━━━━━ Provided data
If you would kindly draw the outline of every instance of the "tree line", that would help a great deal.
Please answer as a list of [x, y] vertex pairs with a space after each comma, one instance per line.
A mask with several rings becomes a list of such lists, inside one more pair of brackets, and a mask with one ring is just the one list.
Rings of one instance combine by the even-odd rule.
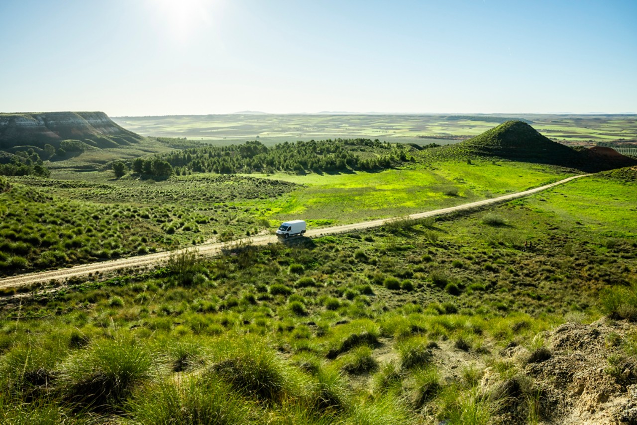
[[[362, 158], [359, 152], [373, 152]], [[285, 142], [268, 147], [259, 141], [241, 145], [206, 146], [157, 155], [176, 174], [342, 171], [389, 168], [408, 161], [408, 148], [378, 140], [336, 139]], [[154, 164], [157, 159], [148, 159]], [[147, 165], [150, 168], [152, 165]]]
━━━━━━━━━━
Turn the entries above into a Markdown table with a "Row" column for the row number and a "Line" column for the line, skipping any blank lines. Leave the pictures out of your answer.

| Row | Line |
|---|---|
| 1 | If you would kindly draw the outline of every instance of the "tree line", that would help a great deal. |
| 2 | Please answer as a list of [x, y] vertex pairs with a space after each comma, one instance per line. |
| 3 | A mask with several rings becomes a list of such lists, inside one more pair of brackets, and a mask with one ring is just the one list. |
| 4 | Rings of one instance combine by the even-odd rule. |
| 5 | [[[362, 158], [359, 152], [373, 152]], [[285, 142], [268, 147], [259, 141], [241, 145], [206, 146], [157, 155], [176, 174], [342, 171], [389, 168], [408, 161], [408, 148], [378, 140], [336, 139]], [[154, 164], [157, 159], [148, 159]], [[147, 165], [150, 168], [152, 165]]] |